# KURZE ÜBUNG 1
Nenne alle Landschaftsformen, aus denen das Gebiet laut dem Text über den Nationalpark Wattenmeer besteht.
# KURZE ÜBUNG 2
Beantworte diese Fragen zum Text über den Nationalpark Wattenmeer:
(a) An welchem Tag wurde der Nationalpark per Gesetz Realität?
(b) Mit wie vielen Einzelveranstaltungen beginnen die Feiern?
(c) Wie viele Tierarten kommen nur im Watt vor?
# KURZE ÜBUNG 3
Schreib den Text über den Nationalpark Wattenmeer nach seinem letzten Satz weiter.

Mehr Leben als im Urwald

Der Nationalpark Schleswig-Holsteinisches Wattenmeer feiert in diesem Jahr sein 30-jähriges Bestehen.
Tönning - Der Nationalpark Schleswig-Holsteinisches Wattenmeer wird in diesem Jahr 30 Jahre alt. Am 1. Oktober 1985 wurde Deutschlands größter Nationalpark per Gesetz Realität.
Die Feiern zur runden Jahreszahl beginnen schon heute mit insgesamt 17 Einzelveranstaltungen an etlichen Orten entlang der Küste von Hörnum auf Sylt bis nach Friedrichskoog, teilte die Nationalparkverwaltung in Tönning mit. Bis einschließlich Oktober seien weitere Events geplant.
Der Gebiet ist mit 441000 Hektar fast doppelt so groß wie das Saarland, und es ist damit der größte Nationalpark in Mitteleuropa. Das Gebiet aus Wattflächen mit Rinnen und Prielen, mit Sandbänken, Dünen und Salzwiesen ist eine der fruchtbarsten Regionen der Erde.
Bei Ebbe wirkt der Nationalpark eintönig und trist, doch der Eindruck täuscht: Dort herrscht mehr Leben als im Urwald, weiß Monika Hecker von der Nationalparkverwaltung. Ursache ist die Flut, die zweimal täglich Rohstoffe und Nahrung ins Watt spült. So können auf einem Quadratmeter Wattboden neben Muscheln, Schnecken und Würmern noch Millionen von Kieselalgen und winzige Krebse leben. Auf einer Fläche von 100 mal 100 Metern haben die Tiere eine Biomasse von drei bis zwölf Tonnen Nassgewicht: "Das ist mehr als im Urwald", sagt Hecker. Insgesamt leben dort rund 3200 Tierarten, 250 davon kommen nur im Watt vor.

# GEGEBENE DATEN

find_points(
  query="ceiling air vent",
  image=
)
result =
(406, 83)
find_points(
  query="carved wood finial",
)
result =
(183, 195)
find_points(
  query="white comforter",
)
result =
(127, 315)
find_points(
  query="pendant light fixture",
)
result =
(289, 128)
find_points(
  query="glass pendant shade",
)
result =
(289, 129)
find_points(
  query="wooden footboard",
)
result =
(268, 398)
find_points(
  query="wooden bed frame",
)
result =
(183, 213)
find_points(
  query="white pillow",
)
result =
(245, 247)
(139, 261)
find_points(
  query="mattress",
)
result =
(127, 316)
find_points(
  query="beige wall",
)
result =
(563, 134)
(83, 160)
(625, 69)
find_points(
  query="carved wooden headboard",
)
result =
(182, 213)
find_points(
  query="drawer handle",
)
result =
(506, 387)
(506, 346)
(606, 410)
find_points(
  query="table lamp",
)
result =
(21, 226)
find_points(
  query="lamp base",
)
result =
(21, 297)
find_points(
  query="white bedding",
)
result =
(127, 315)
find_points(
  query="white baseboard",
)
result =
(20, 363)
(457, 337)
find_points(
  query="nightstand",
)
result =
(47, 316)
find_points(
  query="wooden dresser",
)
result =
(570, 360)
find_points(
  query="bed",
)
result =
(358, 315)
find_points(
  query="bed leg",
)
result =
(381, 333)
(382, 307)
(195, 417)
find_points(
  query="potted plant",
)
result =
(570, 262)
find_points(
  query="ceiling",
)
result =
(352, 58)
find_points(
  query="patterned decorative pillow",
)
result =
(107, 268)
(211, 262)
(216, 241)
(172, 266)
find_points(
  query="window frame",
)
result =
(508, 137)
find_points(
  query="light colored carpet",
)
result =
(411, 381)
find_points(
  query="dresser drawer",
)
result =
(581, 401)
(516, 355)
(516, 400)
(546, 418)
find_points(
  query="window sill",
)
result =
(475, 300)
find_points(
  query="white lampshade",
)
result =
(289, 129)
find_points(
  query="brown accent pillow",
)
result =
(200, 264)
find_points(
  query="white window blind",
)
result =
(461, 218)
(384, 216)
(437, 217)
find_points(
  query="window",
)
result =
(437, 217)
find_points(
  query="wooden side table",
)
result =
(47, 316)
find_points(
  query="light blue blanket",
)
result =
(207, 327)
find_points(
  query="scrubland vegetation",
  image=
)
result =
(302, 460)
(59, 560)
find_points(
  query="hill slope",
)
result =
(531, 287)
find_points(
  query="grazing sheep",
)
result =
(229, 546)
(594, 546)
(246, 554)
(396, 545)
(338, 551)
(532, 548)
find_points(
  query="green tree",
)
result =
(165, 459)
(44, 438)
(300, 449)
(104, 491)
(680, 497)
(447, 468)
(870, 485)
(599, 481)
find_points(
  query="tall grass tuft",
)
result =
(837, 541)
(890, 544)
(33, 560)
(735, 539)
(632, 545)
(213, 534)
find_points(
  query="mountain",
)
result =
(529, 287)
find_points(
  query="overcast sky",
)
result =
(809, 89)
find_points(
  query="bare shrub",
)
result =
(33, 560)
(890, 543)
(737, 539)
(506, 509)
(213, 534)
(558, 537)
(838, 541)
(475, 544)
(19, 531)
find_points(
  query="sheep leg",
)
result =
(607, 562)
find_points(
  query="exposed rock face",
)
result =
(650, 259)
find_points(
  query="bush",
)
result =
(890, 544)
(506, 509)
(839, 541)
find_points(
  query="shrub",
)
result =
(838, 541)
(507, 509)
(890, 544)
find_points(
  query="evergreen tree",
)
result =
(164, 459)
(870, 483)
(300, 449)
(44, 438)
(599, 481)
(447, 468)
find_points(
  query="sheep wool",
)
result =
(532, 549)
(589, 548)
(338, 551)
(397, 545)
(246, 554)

# SCHRIFTLICHE ANTWORT 1
Wattflächen, Rinnen, Priele, Sandbänke, Dünen, Salzwiesen

# SCHRIFTLICHE ANTWORT 2
(a) Am 1. Oktober 1985
(b) Mit 17 Einzelveranstaltungen
(c) 250

# SCHRIFTLICHE ANTWORT 3
Das Wattenmeer ist aber auch die Kinderstube vieler Nordseefische und das vogelreichste Gebiet Mitteleuropas. Als Drehscheibe des Vogelzugs hat es eine existenzielle Bedeutung für die Zugvögel, sagt Nationalpark-Ranger Martin Kühn. "Bei uns leben neben Schweinswalen und Seehunden auch die größten Raubtiere Mitteleuropas: Die Kegelrobben vor Amrum werden bis zu drei Meter lang."
Außerdem ist der Nationalpark auch Heimat eines der ältesten Ökosysteme der Erde: Das sogenannte Farbstreifensandwatt an einigen Strandabschnitten von Amrum und St. Peter-Ording besteht aus dünnen Mikrobenmatten: Eine grüne Schicht Cyanobakterien, eine purpurrote Schicht Schwefelpurpurbakterien und eine schwarze Schicht Sulfat reduzierender Bakterien. "Die Tierarten des Farbstreifensandwatts kommen in dieser Zusammensetzung nirgendwo auf der Welt wieder vor", sagt Monika Hecker.
Doch der Nationalpark ist nicht nur Wildnis: Die Region ist auch Lebensraum für Menschen und als Besucherattraktion für Touristen ein wichtiger Wirtschaftsfaktor, an dem Zehntausende Jobs hängen. "Über eine Millionen Menschen erleben dort jedes Jahr großartige Natur und bekommen ein Gefühl dafür, wie sich echte Wildnis anfühlt", sagt Umweltminister Robert Habeck (Grüne).
Dabei war der Nationalpark lange umkämpft: "Aufgestochene Autoreifen, brennende Strohballen oder aufgehängte Strohpuppen, das gab es mal. Aber davon sind wir heute weit, weit weg, zum Glück", sagt Habeck. Der Nationalpark und das Weltnaturerbe würden mit einer überwältigenden Akzeptanz bejaht. Nicht nur an der Westküste, sondern in ganz Schleswig-Holstein.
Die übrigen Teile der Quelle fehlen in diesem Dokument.